### Selected passage
=== Section Start ===

= Thomas Letts =

English stationer and printer

Thomas Letts (1803 - 1873) was an English stationer and printer who popularised the diary. He was born at Stockwell, London, the son of John Letts, a bookbinder and printer of the Royal Exchange. In 1816, his father published ‘Letts's diary or bills owed book and almanack’ as the first commercially produced diary, which Thomas developed into dozens of differently printed and bound, annual publications.

Thomas took over the family-owned company in 1835, printing a range of diaries that stretched from small pocket diaries to commercial foolscap folio one-day-per-page editions. Additionally, his factories at North Road, New Cross printed interest tables, specialist clerical and medical diaries, calendars, parliamentary registers, ledgers, and logbooks.

Letts' publications became ubiquitous, being used by many of the well-known Victorian writers and diarists who were well acquainted with the product range. For example, writing in the Cornhill Magazine, William Makepeace Thackeray noted he preferred a Letts No. 12 diary.

Thomas was joined in the family business by his son, Charles, and together they raised capital for expansion into a limited company in 1870, trading as 'Letts, Son & Co.' However Thomas died soon afterwards, being buried in West Norwood Cemetery in a Grade II listed monument.

The public company lost direction and went into liquidation in 1885. Charles reformed the company privately as Charles Letts & Co., trading profitably for the next century. In 2001, Letts acquired the Filofax Group.

=== Section End ===

### Task to carry out
Reproduce, word for word, the part of the Thomas Letts text that opens with "Thomas was joined" and closes with "the Filofax Group.".

### Extracted material
=== Section Start ===

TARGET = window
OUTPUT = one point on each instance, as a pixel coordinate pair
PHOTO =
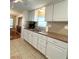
(40, 16)
(11, 23)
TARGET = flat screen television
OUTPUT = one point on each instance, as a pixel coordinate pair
(31, 24)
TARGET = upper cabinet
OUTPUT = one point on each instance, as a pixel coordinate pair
(49, 12)
(57, 11)
(60, 11)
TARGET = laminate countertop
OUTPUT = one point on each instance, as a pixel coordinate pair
(54, 35)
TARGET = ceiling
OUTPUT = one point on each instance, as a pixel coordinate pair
(29, 4)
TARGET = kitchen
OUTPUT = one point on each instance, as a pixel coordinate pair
(45, 27)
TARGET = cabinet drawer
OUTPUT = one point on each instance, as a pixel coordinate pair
(42, 49)
(58, 43)
(55, 52)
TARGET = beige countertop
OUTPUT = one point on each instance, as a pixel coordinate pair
(54, 35)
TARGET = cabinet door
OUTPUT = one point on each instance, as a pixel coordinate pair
(31, 15)
(30, 39)
(60, 11)
(49, 12)
(42, 44)
(22, 33)
(55, 52)
(35, 40)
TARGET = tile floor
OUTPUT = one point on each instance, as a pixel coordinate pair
(20, 49)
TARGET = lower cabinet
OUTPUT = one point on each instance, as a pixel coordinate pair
(55, 52)
(42, 44)
(51, 48)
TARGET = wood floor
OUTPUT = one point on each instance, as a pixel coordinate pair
(20, 49)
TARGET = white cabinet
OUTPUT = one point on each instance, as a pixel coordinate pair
(55, 50)
(24, 34)
(31, 15)
(51, 48)
(35, 40)
(60, 11)
(42, 44)
(49, 12)
(30, 39)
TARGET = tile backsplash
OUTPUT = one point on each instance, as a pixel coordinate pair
(58, 27)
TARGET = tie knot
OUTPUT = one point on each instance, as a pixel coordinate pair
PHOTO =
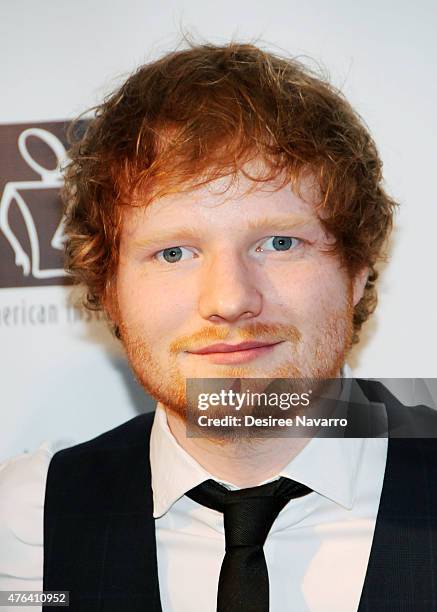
(248, 513)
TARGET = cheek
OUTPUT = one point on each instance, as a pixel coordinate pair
(152, 306)
(313, 292)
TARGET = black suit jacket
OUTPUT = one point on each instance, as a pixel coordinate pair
(99, 530)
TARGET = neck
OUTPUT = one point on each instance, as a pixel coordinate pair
(243, 463)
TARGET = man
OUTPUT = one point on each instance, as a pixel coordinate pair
(225, 209)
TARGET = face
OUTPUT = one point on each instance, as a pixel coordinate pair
(208, 267)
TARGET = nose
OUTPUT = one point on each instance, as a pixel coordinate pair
(228, 290)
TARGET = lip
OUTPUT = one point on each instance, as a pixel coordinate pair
(230, 348)
(236, 353)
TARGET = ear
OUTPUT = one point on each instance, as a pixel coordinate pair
(359, 284)
(110, 302)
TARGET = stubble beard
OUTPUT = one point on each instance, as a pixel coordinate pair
(322, 358)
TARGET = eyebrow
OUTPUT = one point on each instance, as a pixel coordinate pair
(183, 232)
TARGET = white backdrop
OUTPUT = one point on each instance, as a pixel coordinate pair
(68, 378)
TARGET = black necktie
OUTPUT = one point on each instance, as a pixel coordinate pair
(248, 517)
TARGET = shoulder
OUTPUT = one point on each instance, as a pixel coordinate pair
(407, 422)
(22, 486)
(88, 475)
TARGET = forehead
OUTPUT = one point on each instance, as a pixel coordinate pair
(226, 203)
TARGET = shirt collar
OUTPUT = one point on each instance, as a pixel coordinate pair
(329, 466)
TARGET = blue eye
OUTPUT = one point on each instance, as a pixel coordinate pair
(282, 243)
(171, 254)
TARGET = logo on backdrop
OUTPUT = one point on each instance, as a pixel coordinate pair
(31, 223)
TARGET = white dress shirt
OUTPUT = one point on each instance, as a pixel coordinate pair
(316, 552)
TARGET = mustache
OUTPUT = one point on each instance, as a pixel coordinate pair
(265, 332)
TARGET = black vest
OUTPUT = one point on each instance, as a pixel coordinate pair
(99, 530)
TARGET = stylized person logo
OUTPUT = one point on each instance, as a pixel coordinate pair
(13, 192)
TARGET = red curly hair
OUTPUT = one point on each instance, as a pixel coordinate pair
(202, 113)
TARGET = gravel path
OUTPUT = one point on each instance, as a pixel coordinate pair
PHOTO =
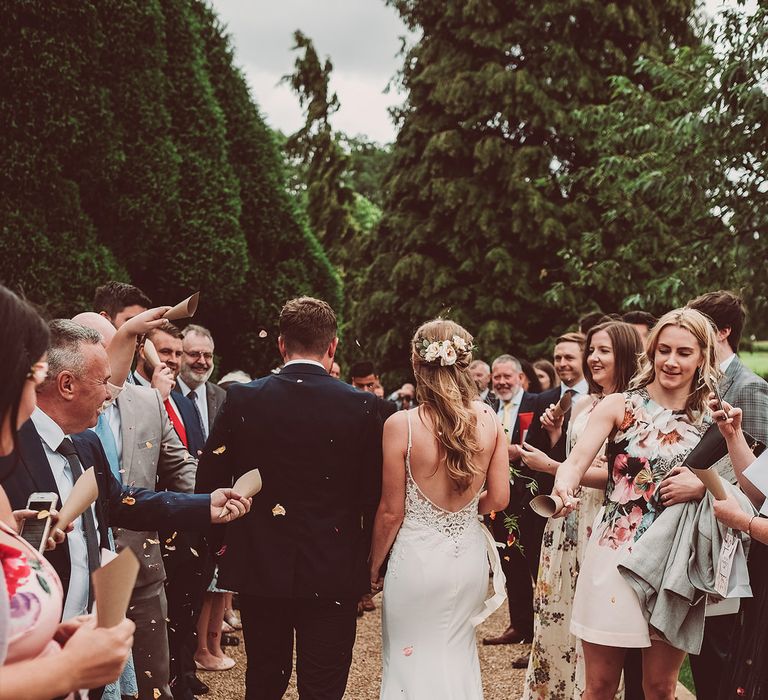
(500, 680)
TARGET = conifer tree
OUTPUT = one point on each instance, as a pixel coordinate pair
(329, 202)
(205, 244)
(285, 259)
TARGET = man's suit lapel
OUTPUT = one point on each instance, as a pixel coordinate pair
(34, 460)
(127, 433)
(212, 398)
(89, 457)
(730, 375)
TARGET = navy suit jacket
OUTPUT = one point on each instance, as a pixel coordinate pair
(150, 511)
(195, 436)
(317, 443)
(538, 437)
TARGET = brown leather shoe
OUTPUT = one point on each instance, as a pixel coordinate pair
(508, 636)
(521, 661)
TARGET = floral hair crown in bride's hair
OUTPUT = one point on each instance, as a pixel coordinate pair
(444, 352)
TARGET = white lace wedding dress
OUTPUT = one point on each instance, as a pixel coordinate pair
(434, 596)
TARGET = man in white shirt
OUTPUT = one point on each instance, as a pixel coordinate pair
(514, 402)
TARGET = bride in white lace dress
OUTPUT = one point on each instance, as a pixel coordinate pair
(445, 462)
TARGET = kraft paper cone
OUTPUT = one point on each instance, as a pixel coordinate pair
(525, 420)
(249, 484)
(112, 587)
(184, 309)
(563, 405)
(150, 354)
(546, 506)
(712, 480)
(711, 449)
(84, 492)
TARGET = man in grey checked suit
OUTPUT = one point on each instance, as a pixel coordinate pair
(137, 432)
(742, 388)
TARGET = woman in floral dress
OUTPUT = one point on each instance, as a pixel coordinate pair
(650, 429)
(556, 664)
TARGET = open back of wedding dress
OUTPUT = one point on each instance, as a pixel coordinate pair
(434, 596)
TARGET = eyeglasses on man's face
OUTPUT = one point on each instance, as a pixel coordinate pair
(38, 372)
(197, 355)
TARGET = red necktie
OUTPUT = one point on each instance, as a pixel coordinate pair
(177, 424)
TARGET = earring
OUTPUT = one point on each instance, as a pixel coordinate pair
(699, 379)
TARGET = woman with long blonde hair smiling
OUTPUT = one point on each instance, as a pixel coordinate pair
(650, 429)
(444, 463)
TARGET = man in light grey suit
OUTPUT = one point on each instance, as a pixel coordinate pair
(143, 447)
(742, 388)
(195, 370)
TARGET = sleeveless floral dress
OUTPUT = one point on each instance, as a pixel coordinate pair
(556, 665)
(649, 443)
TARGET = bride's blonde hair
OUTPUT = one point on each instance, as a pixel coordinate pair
(446, 390)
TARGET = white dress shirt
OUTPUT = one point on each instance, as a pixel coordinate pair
(79, 579)
(202, 401)
(143, 382)
(306, 362)
(581, 388)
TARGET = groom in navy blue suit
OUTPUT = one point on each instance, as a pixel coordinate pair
(299, 559)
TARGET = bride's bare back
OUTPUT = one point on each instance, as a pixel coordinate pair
(428, 464)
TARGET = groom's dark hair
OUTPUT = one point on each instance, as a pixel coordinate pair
(307, 325)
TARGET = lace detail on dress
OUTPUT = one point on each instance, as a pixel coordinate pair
(420, 510)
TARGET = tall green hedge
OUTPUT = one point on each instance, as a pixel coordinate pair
(132, 150)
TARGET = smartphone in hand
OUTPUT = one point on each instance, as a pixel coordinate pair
(36, 529)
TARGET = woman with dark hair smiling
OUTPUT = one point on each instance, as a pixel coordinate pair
(77, 655)
(649, 429)
(556, 664)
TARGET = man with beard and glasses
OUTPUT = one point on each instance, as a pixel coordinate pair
(187, 570)
(195, 370)
(512, 401)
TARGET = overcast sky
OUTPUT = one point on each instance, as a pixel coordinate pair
(362, 38)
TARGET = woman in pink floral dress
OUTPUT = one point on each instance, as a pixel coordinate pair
(555, 668)
(40, 657)
(650, 429)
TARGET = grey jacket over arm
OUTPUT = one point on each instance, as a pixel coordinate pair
(672, 566)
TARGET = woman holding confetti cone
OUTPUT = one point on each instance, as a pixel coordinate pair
(556, 664)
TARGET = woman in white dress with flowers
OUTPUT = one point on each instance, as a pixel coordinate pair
(445, 463)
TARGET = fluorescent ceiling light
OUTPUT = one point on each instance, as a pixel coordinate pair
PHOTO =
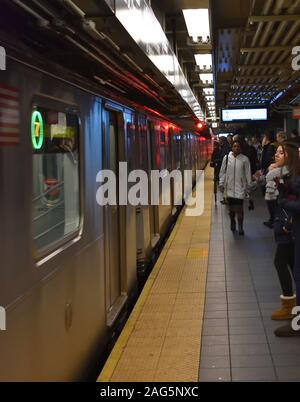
(204, 61)
(207, 78)
(197, 23)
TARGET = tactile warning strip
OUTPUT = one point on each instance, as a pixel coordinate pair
(161, 341)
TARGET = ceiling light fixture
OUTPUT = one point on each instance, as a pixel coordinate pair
(197, 23)
(204, 61)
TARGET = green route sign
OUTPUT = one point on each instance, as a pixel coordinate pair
(37, 130)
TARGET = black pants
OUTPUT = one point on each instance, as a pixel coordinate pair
(236, 207)
(272, 207)
(284, 259)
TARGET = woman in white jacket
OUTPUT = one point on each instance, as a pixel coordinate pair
(235, 182)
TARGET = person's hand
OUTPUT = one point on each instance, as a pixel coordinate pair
(273, 166)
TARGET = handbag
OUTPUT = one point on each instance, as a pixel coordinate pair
(283, 227)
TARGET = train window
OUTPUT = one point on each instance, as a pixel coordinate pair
(56, 199)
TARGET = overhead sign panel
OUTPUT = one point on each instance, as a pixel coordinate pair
(239, 115)
(140, 22)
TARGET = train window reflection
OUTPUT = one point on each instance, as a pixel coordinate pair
(56, 200)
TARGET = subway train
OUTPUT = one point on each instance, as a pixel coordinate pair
(69, 267)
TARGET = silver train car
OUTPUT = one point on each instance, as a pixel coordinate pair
(69, 267)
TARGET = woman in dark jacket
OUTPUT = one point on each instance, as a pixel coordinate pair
(284, 258)
(290, 202)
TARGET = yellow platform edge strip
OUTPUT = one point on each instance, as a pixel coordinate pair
(115, 355)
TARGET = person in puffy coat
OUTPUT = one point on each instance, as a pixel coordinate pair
(277, 177)
(289, 200)
(235, 182)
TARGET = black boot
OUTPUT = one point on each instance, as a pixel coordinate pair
(241, 227)
(232, 222)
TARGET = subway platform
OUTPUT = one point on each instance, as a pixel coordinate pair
(204, 313)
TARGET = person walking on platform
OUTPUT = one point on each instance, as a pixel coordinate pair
(284, 257)
(235, 181)
(268, 154)
(289, 200)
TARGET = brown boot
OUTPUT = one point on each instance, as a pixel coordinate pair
(285, 312)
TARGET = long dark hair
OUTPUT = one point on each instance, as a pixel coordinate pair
(293, 160)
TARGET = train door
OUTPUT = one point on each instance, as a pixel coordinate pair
(153, 209)
(114, 223)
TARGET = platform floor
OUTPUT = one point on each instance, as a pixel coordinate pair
(242, 291)
(204, 314)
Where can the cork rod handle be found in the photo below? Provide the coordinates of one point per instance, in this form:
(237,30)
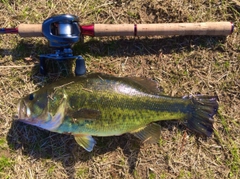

=== Section End ===

### Completed exercise
Thomas was joined in the family business by his son, Charles, and together they raised capital for expansion into a limited company in 1870, trading as 'Letts, Son & Co.' However Thomas died soon afterwards, being buried in West Norwood Cemetery in a Grade II listed monument.

The public company lost direction and went into liquidation in 1885. Charles reformed the company privately as Charles Letts & Co., trading profitably for the next century. In 2001, Letts acquired the Filofax Group.